● **Assignment**: Can you reproduce the passage below, which compares the two penitential psalms, in full and word for word?

● **Source passage**:
╭──
The other psalm of the penitent (xxxii.) has been already referred to in connection with the autobiographical materials which it contains. It is evidently of a later period than the fifty-first. There is no struggle in it; the prayer has been heard, and this is the beginning of the fulfilment of the vow to show forth God's praise. In the earlier he had said, "Then will I teach transgressors the way;" here he says, "I will instruct thee and teach thee in the way which thou shalt go." There he began with the plaintive cry for mercy; here with a burst of praise celebrating the happiness of the pardoned penitent. There we heard the sobs of a man in the very agony of abasement; here we have the story of their blessed issue.
There we had multiplied synonyms for sin, and for the forgiveness which was desired; here it is the many-sided preciousness of forgiveness possessed which runs over in various yet equivalent phrases. There the highest point to which he could climb was the assurance that a bruised heart was accepted, and the bones broken might still rejoice. Here the very first word is of blessedness, and the close summons the righteous to exuberant joy. The one is a psalm of wailing; the other, to use its own words, a "song of deliverance."
╰──
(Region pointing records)
╭──
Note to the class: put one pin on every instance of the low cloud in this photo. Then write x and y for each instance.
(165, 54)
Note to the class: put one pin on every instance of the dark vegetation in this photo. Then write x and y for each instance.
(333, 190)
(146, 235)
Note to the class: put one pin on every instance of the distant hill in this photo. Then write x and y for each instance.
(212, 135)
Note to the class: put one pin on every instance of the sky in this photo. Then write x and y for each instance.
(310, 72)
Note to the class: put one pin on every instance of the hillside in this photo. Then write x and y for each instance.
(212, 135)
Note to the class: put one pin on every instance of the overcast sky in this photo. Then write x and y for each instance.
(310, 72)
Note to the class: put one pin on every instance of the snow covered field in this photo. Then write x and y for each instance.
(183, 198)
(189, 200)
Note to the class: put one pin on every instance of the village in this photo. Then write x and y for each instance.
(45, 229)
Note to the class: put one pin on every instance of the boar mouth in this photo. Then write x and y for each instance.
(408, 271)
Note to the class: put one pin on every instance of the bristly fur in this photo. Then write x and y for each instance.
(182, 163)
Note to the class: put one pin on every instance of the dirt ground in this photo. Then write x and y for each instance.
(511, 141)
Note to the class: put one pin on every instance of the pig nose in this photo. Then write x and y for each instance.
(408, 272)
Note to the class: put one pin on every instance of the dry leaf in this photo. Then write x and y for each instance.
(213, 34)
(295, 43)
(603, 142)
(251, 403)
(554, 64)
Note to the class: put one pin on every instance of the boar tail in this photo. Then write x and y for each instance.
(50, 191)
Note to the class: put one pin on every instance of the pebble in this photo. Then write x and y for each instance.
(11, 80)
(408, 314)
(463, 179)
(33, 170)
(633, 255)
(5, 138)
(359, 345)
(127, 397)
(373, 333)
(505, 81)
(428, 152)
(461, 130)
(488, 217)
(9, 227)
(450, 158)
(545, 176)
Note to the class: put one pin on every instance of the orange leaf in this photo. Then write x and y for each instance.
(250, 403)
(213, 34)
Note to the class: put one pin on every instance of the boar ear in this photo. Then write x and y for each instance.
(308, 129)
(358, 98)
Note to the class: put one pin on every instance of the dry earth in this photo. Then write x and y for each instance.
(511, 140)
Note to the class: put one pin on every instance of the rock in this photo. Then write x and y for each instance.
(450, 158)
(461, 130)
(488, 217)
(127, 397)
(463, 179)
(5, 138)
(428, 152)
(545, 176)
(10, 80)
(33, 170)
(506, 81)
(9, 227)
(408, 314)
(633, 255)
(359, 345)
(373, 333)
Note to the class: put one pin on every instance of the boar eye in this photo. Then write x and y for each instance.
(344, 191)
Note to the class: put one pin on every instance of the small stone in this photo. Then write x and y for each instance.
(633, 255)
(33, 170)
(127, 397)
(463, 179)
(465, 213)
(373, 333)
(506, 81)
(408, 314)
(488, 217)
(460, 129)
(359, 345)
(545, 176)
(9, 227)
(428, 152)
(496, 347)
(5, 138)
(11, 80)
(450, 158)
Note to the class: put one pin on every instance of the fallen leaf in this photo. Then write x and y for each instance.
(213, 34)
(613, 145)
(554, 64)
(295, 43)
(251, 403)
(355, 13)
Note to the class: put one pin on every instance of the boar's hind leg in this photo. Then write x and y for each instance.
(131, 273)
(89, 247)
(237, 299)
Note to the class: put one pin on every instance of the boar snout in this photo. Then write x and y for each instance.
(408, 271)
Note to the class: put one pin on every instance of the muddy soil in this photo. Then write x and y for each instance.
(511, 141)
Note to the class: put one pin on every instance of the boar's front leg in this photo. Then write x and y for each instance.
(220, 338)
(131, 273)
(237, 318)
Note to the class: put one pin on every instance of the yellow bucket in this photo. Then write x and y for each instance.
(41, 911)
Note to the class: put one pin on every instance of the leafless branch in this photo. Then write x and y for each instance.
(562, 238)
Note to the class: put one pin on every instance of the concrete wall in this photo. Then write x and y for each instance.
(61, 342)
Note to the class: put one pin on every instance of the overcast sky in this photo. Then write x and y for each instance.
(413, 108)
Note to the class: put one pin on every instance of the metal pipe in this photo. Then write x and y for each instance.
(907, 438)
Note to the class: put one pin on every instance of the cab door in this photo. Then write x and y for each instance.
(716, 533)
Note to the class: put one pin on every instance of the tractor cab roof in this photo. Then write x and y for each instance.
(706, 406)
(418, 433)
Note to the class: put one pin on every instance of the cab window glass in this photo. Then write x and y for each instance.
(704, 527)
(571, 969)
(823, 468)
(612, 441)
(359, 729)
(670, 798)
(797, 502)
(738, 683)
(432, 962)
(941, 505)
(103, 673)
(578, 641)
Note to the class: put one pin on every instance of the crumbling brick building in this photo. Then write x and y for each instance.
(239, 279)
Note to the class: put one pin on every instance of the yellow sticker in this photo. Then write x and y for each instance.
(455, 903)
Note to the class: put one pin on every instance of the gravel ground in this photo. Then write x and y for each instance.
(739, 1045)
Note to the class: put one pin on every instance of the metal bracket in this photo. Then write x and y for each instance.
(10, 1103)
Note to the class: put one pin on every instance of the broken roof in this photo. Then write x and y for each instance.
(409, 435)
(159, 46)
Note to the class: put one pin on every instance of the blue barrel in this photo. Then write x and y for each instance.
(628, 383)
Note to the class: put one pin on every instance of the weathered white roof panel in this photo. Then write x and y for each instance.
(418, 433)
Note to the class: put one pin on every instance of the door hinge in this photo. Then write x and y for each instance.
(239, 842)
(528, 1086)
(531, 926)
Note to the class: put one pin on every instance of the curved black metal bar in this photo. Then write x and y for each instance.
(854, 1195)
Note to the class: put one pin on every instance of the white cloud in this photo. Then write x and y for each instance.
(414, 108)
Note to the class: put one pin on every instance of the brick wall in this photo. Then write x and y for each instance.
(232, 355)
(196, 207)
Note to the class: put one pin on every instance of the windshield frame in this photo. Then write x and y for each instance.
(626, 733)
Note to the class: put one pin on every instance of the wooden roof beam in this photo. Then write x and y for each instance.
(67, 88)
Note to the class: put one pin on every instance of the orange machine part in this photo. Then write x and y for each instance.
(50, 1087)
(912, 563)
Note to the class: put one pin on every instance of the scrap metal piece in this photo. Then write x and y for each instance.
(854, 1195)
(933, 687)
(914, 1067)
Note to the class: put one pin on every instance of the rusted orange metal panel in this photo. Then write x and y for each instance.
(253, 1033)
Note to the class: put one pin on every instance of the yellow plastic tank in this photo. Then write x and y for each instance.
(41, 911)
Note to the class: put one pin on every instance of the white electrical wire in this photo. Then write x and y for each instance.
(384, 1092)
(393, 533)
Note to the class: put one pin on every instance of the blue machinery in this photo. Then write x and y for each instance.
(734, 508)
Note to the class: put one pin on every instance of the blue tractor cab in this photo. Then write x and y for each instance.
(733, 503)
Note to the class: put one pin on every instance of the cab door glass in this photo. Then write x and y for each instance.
╰──
● **Answer to this problem**:
The other psalm of the penitent (xxxii.) has been already referred to in connection with the autobiographical materials which it contains. It is evidently of a later period than the fifty-first. There is no struggle in it; the prayer has been heard, and this is the beginning of the fulfilment of the vow to show forth God's praise. In the earlier he had said, "Then will I teach transgressors the way;" here he says, "I will instruct thee and teach thee in the way which thou shalt go." There he began with the plaintive cry for mercy; here with a burst of praise celebrating the happiness of the pardoned penitent. There we heard the sobs of a man in the very agony of abasement; here we have the story of their blessed issue.
There we had multiplied synonyms for sin, and for the forgiveness which was desired; here it is the many-sided preciousness of forgiveness possessed which runs over in various yet equivalent phrases. There the highest point to which he could climb was the assurance that a bruised heart was accepted, and the bones broken might still rejoice. Here the very first word is of blessedness, and the close summons the righteous to exuberant joy. The one is a psalm of wailing; the other, to use its own words, a "song of deliverance."